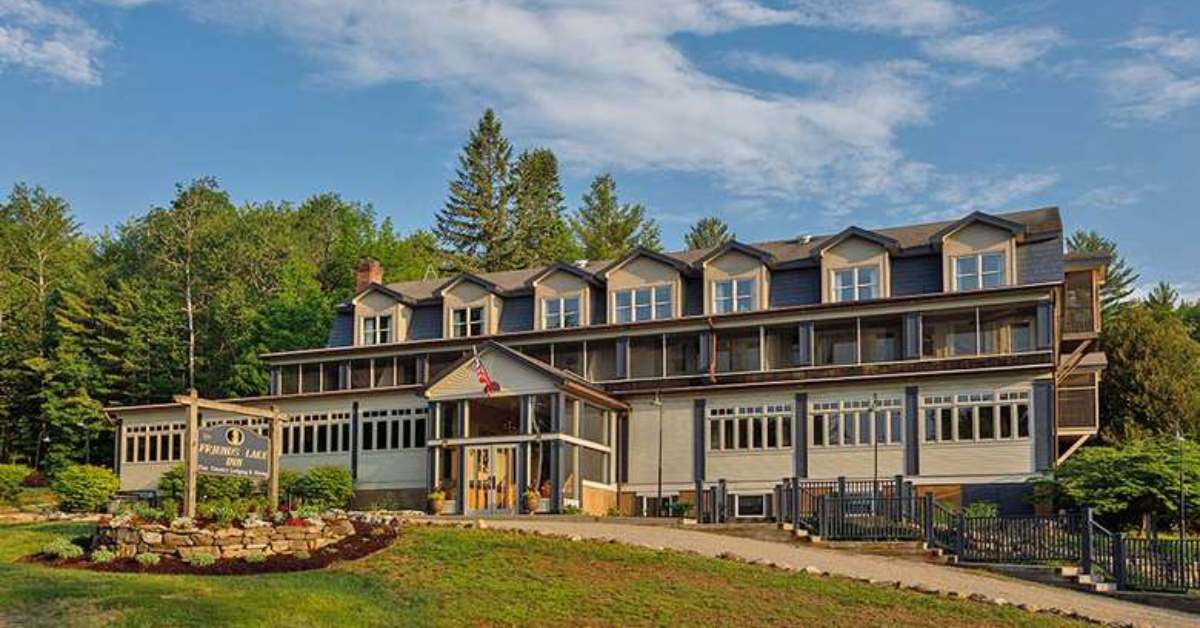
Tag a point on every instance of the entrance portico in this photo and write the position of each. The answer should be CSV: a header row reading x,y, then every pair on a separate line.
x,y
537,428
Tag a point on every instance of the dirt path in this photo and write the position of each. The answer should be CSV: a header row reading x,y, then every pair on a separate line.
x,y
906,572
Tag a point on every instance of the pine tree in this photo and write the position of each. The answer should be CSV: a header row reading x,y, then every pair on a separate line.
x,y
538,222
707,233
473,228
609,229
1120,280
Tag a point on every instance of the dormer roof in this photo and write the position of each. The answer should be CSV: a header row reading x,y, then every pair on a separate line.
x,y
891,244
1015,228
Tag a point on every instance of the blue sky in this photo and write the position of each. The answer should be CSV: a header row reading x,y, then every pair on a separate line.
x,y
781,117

---

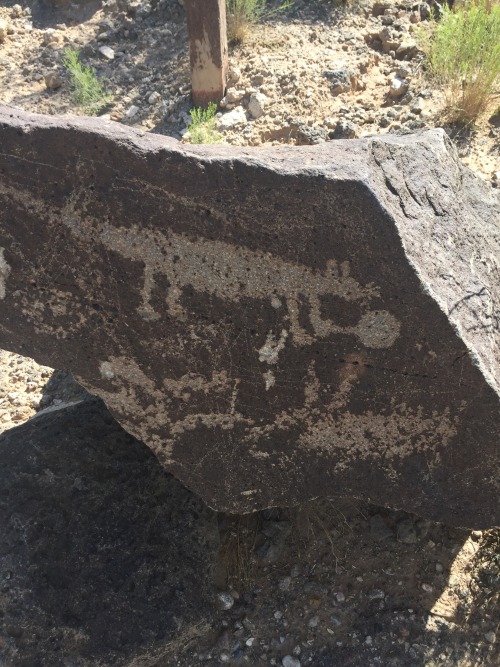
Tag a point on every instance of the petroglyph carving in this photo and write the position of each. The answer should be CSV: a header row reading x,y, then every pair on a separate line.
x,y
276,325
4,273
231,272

---

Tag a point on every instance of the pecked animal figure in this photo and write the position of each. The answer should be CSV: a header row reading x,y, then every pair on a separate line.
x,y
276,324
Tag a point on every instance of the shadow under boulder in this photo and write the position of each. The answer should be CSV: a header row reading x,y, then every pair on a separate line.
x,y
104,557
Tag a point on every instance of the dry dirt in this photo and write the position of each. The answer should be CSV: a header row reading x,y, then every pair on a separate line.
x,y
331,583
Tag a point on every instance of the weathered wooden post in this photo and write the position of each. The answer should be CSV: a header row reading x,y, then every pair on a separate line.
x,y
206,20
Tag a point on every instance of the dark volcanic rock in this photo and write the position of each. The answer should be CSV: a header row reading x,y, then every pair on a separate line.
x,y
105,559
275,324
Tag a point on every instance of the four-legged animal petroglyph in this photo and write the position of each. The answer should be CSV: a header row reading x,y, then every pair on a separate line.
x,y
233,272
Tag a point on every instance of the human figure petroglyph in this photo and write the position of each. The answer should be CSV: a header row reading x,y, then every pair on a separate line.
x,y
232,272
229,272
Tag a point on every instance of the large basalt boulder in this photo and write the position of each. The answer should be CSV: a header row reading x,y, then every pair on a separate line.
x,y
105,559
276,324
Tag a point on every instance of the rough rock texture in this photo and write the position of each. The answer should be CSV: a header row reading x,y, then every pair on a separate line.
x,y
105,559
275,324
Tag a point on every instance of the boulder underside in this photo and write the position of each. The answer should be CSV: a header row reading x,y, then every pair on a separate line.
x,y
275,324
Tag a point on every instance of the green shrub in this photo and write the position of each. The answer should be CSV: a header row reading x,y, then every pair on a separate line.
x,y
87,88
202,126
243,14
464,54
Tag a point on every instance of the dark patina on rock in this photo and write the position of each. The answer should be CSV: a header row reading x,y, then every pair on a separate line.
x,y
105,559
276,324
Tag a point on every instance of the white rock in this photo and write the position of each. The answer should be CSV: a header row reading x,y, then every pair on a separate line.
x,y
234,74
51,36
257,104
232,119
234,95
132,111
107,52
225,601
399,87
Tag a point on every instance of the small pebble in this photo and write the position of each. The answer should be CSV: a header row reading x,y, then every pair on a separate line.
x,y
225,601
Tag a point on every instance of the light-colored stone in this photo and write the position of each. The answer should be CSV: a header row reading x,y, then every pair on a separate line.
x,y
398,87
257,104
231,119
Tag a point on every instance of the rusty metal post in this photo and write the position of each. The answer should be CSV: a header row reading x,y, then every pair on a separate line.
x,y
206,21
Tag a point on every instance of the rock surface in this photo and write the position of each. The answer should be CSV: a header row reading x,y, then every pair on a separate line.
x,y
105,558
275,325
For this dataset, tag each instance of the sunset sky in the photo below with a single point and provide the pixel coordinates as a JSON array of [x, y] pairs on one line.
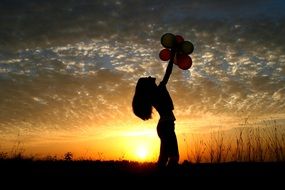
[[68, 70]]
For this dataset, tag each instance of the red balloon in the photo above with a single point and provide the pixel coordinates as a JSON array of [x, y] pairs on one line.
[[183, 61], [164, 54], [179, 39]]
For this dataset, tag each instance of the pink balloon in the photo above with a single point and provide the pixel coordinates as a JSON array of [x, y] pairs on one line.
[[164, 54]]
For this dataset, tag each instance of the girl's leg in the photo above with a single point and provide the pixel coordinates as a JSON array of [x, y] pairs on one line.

---

Objective:
Reproduce the stretch of lines from the one containing "Tag a point on every instance of the small" through the one containing "For this dataset, tag each instance of the girl's", both included, without the pictures.

In response:
Tag a point on every instance of the small pebble in this photo and write the position of each. The answer should be CSV: a header row reading x,y, then every pair on a separate line.
x,y
225,601
Tag a point on every instance of the light-colored stone in this photo and write the position of each. The answer should be CSV: a header row reading x,y, then every pair on a separate line.
x,y
398,87
257,104
231,119
Tag a point on every instance of the rusty metal post in this photo and write the position of each. The answer should be CSV: a header row reading x,y, then every pair on a separate line.
x,y
206,21
Tag a point on every instance of the rock surface in this photo and write the position of each. The answer should be CSV: a header row reading x,y, then every pair on a separate line.
x,y
105,558
275,325
For this dataset, tag each instance of the sunset sky in the photo below with a single point and provide the pixel coordinates as a JSON array of [x, y] pairs on one line.
[[68, 70]]
For this dataset, tag each instance of the red balloon in the photo above with a single point and provide the pixel coordinates as a JSON array of [x, y] pairs on one line.
[[183, 61], [164, 54], [179, 39]]
For this dataset, tag each instance of the pink balloon in the photo above with a single point and provide the pixel coordinates as a JSON array of [x, y] pairs on one line.
[[164, 54]]
For this dataset, tag each instance of the girl's leg in the photo above with a single point and provide the pixel coordinates as a JSON array of [x, y] pairs on one line.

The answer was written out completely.